Exercise description.
Find the line with "Task: pointing. Mark each instance of the corrugated" and the line with "Task: pointing. Mark each instance of the support" in the entries below; output exactly those two lines, every line between them, and no others.

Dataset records
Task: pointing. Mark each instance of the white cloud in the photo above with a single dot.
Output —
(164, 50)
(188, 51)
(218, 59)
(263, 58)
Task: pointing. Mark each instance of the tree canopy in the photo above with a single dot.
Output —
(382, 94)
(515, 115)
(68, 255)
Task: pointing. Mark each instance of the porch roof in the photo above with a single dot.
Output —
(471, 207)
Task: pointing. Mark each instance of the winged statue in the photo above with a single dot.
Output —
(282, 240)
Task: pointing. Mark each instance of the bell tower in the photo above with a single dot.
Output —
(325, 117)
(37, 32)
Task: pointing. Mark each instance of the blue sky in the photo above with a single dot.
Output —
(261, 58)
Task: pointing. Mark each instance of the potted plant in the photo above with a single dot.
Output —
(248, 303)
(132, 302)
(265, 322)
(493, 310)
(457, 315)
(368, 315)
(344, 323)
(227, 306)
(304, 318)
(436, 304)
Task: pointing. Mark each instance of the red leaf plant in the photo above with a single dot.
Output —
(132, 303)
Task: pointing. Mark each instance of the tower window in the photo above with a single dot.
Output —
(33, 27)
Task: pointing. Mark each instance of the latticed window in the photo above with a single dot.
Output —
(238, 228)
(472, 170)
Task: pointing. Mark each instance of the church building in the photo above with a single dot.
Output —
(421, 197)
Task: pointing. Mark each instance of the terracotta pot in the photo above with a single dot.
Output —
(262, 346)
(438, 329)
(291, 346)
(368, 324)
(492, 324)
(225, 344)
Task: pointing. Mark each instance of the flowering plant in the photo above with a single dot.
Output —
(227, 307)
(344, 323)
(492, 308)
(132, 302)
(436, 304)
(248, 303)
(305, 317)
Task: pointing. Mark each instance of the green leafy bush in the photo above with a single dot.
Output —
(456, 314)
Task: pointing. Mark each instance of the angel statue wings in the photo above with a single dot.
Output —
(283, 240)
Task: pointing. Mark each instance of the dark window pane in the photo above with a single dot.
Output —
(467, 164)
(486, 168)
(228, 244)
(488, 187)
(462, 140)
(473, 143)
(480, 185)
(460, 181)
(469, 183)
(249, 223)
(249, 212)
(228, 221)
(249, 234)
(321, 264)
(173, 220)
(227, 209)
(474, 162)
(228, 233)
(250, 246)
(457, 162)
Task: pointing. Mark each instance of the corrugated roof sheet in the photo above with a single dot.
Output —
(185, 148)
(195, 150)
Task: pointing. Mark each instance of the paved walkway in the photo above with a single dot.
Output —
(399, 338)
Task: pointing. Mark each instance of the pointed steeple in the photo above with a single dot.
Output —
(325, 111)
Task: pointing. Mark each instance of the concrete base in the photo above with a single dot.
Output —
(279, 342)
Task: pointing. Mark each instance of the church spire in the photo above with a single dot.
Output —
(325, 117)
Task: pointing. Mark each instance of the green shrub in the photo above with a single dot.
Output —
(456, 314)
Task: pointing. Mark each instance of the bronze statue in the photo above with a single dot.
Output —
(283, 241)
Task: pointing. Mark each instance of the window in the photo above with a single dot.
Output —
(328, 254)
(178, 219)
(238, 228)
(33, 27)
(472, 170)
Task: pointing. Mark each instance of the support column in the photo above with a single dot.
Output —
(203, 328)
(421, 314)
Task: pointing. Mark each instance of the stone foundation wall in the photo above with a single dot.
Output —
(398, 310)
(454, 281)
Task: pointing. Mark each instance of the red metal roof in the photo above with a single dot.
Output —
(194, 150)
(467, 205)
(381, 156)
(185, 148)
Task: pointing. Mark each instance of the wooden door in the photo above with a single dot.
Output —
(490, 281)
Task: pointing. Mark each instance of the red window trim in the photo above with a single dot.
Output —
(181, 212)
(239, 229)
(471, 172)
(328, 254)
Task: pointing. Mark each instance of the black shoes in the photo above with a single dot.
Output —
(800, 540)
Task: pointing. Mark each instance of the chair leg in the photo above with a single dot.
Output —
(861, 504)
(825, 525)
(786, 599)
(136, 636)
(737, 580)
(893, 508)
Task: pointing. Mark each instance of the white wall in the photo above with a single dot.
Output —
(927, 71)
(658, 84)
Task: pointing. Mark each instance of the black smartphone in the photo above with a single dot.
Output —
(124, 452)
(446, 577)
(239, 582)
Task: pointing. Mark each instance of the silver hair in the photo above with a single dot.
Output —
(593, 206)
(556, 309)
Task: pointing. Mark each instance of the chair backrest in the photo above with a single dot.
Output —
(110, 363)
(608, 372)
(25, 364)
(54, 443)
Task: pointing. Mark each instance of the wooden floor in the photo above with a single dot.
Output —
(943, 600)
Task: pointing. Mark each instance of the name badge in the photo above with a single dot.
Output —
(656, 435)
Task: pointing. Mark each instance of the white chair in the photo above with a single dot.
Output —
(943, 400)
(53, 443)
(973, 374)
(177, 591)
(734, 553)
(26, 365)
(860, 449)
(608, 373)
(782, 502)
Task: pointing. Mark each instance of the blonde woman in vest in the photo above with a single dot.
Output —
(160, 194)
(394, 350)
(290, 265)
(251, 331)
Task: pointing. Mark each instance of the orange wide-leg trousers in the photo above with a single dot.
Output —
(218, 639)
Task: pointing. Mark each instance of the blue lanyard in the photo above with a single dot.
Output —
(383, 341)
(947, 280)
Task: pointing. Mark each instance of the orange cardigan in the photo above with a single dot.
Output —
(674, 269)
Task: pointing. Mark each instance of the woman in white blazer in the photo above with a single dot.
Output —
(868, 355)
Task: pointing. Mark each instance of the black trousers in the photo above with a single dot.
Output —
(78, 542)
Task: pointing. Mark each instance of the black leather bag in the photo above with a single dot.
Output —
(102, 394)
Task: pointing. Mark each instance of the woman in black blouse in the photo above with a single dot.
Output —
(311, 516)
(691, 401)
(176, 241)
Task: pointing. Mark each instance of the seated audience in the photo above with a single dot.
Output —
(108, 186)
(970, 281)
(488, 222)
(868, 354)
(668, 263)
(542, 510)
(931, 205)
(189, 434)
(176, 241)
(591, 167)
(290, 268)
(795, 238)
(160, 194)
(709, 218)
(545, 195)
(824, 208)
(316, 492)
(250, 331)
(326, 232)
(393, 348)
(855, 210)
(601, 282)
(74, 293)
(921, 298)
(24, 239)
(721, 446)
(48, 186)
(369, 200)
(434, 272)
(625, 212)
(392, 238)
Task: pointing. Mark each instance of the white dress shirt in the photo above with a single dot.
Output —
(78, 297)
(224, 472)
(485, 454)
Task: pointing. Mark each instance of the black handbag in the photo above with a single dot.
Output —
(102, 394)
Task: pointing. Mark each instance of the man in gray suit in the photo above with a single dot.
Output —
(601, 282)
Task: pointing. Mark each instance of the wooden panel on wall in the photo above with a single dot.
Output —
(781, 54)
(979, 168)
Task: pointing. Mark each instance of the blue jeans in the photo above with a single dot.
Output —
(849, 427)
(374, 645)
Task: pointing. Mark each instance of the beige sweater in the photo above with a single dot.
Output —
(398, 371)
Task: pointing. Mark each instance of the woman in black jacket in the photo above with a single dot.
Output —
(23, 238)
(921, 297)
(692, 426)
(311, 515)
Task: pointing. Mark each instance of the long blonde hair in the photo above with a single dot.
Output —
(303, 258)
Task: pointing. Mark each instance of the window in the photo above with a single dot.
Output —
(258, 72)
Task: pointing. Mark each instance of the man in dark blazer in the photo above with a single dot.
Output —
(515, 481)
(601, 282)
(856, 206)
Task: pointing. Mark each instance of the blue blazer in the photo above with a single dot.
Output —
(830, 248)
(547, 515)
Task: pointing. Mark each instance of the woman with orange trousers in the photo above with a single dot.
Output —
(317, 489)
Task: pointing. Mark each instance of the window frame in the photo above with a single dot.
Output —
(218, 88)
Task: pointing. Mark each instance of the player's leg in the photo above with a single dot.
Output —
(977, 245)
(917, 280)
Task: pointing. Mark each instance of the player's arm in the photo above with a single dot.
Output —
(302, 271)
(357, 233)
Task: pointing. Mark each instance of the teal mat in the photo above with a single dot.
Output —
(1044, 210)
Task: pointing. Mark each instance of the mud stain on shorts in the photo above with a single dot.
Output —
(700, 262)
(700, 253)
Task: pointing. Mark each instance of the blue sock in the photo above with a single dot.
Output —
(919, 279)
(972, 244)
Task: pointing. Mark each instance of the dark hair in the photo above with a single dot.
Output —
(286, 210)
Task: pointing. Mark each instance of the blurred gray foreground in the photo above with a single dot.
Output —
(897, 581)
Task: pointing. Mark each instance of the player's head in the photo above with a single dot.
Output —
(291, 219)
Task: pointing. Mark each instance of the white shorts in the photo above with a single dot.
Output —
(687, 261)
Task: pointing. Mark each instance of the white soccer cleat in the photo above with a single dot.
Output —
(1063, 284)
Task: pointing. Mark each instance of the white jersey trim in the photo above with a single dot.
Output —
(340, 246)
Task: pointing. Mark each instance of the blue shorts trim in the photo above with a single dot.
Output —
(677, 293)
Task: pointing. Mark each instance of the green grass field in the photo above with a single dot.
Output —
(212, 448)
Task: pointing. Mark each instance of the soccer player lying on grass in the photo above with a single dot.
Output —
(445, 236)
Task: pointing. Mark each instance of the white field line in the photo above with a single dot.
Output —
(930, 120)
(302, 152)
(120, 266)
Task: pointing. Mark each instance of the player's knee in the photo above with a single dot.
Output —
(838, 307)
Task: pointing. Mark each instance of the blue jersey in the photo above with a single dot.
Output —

Solution below.
Task: pointing. Mark each instance of the corrugated roof sheet in the photo above with a single dot.
Output —
(185, 148)
(195, 150)
Task: pointing. Mark each instance of the paved walkway in the photo above with a single dot.
Output —
(399, 338)
Task: pointing. Mark each instance of the pointed steeple in the photo above with a single dot.
Output —
(325, 111)
Task: pointing. Mark each instance of the concrete base in the photo above with a single dot.
Output —
(279, 342)
Task: pointing. Mark each instance of the church spire in the photo above with a single dot.
Output —
(325, 117)
Task: pointing. Mark each instance of the green shrub in the photo above with a single dot.
Output —
(456, 314)
Task: pointing. Mark each instance of the bronze statue in the photo above with a single dot.
Output —
(283, 241)
Task: pointing. Mark each instance of the window in the photo above with a single dot.
Output —
(328, 254)
(178, 219)
(238, 228)
(33, 27)
(472, 170)
Task: pointing. Mark each instance of the support column in the photo above with a single dot.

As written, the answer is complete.